TASK BRIEF:
Only the lines below starting at the one that contains "box: [379, 261, 398, 275]" and ending at the one that contains "positive clicks: (823, 384)" are to be reproduced, exactly and with both ends kept.

▽

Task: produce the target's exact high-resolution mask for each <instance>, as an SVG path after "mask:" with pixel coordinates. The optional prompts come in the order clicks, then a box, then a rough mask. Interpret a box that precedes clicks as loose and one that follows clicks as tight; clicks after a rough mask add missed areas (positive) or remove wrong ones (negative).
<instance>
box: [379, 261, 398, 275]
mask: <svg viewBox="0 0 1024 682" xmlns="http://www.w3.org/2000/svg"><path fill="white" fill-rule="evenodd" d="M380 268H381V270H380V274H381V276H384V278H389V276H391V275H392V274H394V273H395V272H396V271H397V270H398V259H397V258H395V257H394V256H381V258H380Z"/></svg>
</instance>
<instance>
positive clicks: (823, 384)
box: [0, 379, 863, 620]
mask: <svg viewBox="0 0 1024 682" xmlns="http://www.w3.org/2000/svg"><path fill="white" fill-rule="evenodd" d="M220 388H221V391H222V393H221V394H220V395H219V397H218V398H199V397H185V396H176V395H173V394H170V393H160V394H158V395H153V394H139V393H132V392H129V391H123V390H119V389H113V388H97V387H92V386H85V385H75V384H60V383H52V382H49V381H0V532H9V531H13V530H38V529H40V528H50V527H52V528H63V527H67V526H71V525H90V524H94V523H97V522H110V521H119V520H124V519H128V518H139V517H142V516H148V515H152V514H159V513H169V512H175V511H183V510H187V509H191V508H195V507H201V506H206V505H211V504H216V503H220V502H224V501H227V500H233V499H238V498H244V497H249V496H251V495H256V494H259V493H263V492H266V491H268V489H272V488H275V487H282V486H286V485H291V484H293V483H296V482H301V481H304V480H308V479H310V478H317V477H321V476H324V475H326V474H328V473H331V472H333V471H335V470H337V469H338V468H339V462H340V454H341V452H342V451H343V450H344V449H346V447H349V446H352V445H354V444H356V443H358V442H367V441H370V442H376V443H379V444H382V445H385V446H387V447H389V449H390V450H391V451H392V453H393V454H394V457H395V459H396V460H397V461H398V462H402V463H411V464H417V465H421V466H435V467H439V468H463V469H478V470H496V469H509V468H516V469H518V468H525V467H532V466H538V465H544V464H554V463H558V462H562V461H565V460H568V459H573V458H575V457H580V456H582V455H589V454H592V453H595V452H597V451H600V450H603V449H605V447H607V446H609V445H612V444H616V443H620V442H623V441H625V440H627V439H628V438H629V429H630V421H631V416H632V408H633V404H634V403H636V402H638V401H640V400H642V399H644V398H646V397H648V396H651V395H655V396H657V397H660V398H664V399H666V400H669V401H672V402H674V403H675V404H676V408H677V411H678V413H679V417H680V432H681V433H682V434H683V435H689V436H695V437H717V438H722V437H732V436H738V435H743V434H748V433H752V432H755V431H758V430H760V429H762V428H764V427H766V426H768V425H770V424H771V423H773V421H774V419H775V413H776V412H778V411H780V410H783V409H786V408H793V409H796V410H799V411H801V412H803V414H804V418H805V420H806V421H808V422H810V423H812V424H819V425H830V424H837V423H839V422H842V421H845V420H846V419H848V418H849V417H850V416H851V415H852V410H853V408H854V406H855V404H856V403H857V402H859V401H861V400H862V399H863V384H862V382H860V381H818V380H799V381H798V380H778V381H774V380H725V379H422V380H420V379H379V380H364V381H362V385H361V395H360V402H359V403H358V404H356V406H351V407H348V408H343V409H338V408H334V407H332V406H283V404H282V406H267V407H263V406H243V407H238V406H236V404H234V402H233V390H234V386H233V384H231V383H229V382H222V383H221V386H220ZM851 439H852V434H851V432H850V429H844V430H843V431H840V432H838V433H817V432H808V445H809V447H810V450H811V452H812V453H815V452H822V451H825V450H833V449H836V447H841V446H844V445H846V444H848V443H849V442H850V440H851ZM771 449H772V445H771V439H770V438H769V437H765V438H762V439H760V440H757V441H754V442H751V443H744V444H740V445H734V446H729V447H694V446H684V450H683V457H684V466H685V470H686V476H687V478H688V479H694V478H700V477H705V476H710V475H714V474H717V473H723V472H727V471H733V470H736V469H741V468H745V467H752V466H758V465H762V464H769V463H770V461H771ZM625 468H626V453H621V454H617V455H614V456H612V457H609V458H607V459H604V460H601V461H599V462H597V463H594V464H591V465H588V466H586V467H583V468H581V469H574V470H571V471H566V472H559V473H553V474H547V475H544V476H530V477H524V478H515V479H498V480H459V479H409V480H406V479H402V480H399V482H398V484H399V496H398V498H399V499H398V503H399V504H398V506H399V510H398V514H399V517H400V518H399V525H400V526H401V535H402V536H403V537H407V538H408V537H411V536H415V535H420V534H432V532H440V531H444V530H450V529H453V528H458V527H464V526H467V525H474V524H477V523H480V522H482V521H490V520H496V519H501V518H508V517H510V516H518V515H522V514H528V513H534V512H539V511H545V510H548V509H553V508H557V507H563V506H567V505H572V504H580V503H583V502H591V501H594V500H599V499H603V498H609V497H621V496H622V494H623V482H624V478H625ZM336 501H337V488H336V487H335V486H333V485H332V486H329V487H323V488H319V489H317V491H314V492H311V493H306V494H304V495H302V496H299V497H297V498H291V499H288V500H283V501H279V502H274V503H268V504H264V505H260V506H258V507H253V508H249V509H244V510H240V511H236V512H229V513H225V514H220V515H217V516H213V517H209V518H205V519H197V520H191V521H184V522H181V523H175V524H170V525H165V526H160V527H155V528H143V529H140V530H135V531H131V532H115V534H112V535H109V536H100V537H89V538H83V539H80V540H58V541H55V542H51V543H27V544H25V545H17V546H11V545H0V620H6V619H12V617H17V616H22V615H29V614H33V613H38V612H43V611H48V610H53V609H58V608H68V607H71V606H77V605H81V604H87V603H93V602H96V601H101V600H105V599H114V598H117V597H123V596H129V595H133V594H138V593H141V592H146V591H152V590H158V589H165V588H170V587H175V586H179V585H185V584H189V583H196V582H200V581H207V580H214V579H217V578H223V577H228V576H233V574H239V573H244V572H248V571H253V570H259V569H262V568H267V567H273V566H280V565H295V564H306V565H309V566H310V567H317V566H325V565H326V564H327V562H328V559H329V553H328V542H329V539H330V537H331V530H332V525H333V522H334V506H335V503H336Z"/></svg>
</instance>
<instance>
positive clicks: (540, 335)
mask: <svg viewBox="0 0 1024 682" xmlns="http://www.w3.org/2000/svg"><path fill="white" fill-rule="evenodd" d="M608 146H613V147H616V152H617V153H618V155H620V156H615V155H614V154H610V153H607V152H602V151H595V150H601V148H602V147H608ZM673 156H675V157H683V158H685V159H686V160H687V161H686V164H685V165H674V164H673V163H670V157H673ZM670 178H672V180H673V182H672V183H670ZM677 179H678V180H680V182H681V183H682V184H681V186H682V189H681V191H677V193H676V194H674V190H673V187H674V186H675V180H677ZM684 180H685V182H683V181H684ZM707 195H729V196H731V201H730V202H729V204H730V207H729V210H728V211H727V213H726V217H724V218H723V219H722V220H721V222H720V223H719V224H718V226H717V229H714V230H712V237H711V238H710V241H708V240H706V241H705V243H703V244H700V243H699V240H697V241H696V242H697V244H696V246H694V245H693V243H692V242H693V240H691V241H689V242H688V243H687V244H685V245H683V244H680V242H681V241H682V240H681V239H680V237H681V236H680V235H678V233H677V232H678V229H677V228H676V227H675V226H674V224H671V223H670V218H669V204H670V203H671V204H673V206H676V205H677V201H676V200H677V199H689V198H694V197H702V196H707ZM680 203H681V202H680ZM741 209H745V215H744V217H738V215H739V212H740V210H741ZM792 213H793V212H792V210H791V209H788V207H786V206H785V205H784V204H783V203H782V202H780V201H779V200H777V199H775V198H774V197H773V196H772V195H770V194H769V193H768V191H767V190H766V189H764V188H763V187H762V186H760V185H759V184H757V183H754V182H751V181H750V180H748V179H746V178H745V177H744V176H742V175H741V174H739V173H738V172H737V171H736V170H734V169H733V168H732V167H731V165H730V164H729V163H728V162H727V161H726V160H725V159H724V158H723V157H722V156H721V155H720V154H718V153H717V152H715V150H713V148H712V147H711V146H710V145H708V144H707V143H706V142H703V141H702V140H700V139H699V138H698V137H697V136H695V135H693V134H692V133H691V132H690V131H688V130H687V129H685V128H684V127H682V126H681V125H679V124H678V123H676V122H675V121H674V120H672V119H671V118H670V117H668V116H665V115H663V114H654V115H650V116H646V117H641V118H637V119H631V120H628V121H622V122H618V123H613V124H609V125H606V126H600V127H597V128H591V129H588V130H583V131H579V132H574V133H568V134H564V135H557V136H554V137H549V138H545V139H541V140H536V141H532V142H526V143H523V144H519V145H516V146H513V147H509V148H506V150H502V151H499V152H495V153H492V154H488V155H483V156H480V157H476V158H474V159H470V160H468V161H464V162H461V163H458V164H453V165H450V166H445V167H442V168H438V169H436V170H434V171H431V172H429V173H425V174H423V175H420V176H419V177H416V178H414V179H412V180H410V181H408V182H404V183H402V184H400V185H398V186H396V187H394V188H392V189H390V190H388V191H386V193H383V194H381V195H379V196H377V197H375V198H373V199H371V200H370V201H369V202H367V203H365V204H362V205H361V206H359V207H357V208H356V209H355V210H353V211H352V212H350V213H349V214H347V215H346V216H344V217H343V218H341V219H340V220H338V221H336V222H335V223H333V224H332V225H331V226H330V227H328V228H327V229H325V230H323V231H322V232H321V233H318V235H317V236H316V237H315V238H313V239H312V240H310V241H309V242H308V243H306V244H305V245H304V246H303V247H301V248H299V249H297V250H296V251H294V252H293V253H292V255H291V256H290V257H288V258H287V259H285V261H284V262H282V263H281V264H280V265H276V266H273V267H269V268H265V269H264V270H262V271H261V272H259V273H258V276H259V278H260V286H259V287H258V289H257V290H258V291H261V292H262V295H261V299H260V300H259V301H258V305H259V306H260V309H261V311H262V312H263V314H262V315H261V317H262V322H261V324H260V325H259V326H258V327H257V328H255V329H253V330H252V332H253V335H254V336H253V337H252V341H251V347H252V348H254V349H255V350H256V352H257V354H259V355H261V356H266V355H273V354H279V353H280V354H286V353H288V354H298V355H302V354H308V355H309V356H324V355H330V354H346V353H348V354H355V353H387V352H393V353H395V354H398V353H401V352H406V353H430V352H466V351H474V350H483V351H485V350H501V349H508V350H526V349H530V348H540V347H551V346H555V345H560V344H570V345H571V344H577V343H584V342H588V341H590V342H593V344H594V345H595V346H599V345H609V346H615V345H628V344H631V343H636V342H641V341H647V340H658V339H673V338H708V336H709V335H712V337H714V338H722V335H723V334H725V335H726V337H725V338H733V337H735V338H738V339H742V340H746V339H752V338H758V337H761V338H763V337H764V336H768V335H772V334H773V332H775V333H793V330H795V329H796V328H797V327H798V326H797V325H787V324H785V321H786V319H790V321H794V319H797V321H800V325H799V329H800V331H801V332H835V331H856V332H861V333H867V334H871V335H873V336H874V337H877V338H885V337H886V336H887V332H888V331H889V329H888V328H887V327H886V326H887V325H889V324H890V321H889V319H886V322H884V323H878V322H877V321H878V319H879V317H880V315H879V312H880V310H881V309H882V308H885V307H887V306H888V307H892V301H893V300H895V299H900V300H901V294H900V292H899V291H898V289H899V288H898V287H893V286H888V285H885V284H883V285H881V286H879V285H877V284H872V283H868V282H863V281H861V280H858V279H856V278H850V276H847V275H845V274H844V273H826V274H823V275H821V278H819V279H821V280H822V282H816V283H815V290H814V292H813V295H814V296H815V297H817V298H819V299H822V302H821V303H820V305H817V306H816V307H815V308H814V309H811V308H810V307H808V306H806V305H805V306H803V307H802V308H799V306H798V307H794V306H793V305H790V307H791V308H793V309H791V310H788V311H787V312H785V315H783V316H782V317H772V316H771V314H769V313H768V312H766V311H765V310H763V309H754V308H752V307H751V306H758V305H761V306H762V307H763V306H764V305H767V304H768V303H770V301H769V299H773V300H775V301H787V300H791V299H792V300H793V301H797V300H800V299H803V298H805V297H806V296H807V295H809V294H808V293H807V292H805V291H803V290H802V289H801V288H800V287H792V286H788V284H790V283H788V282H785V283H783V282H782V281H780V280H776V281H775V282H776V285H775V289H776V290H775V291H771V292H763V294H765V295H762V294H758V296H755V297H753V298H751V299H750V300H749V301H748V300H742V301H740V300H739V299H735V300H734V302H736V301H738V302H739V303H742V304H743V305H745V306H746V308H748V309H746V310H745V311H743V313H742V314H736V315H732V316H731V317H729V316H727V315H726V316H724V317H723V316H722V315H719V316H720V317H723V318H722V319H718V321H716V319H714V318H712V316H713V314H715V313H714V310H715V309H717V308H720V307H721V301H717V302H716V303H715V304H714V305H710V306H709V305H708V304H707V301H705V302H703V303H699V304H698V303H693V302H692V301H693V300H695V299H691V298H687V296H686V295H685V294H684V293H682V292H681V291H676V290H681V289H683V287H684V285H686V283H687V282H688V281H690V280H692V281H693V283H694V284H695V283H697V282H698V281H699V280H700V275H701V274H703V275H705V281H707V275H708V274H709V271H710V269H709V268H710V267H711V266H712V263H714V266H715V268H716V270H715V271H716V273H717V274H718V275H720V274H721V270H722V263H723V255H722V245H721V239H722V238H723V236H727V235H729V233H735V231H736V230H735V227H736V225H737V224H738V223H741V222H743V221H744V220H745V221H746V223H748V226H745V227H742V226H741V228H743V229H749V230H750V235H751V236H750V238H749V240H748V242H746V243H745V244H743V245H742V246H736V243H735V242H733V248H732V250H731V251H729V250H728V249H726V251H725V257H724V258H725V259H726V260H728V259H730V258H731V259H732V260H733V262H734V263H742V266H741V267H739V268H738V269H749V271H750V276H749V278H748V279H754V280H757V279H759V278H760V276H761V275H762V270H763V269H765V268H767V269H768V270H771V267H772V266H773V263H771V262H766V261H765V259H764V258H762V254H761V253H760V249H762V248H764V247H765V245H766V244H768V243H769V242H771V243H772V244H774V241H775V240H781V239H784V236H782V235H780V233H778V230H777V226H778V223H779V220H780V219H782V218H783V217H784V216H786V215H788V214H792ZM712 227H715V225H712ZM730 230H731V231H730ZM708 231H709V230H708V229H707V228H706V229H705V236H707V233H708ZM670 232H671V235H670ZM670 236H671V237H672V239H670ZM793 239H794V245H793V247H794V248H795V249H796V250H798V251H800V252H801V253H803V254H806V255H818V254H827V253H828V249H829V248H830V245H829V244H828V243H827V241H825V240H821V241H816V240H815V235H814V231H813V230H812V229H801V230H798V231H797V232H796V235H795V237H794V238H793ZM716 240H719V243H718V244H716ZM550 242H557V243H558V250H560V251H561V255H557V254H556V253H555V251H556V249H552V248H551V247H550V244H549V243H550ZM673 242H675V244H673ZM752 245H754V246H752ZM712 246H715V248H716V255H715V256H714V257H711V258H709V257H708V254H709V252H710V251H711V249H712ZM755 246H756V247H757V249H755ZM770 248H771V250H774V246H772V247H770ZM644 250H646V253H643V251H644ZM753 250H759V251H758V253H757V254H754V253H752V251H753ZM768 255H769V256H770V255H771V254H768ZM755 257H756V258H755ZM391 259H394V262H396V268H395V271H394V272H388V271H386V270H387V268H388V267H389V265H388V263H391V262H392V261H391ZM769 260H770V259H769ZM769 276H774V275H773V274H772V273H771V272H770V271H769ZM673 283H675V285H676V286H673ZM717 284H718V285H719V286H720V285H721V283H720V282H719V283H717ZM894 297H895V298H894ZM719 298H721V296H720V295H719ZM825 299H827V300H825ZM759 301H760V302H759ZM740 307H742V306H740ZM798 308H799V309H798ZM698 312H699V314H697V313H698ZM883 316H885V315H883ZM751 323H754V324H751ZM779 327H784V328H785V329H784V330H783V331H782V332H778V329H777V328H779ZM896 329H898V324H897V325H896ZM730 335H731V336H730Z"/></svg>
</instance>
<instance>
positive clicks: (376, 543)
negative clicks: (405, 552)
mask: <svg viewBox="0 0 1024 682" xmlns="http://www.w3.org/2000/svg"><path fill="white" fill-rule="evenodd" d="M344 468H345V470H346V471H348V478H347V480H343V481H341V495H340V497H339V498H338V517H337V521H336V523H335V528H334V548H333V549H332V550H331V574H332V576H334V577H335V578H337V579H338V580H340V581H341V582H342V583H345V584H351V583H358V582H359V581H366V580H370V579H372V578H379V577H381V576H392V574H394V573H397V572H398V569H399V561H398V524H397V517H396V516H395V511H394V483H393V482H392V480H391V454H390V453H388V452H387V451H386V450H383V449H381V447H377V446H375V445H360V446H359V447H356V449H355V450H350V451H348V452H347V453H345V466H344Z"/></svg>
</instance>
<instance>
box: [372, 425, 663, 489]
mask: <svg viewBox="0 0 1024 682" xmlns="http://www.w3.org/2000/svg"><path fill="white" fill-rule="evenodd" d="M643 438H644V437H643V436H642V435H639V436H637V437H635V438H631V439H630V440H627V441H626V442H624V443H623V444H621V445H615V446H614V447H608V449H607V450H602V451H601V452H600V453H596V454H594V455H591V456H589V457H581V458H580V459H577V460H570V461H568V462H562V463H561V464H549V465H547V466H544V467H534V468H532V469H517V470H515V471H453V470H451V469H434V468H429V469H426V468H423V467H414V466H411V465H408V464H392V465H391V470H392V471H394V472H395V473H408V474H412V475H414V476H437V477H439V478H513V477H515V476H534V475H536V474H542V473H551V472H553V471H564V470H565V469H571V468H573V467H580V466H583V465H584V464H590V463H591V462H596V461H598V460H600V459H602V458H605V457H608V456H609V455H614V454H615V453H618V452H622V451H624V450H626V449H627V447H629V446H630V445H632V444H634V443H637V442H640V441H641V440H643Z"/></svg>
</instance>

△

COMPLETED EXERCISE:
box: [379, 261, 398, 275]
mask: <svg viewBox="0 0 1024 682" xmlns="http://www.w3.org/2000/svg"><path fill="white" fill-rule="evenodd" d="M380 268H381V270H380V274H381V276H384V278H389V276H391V275H392V274H394V273H395V272H396V271H397V270H398V259H397V258H395V257H394V256H381V258H380Z"/></svg>
</instance>
<instance>
positive clicks: (823, 384)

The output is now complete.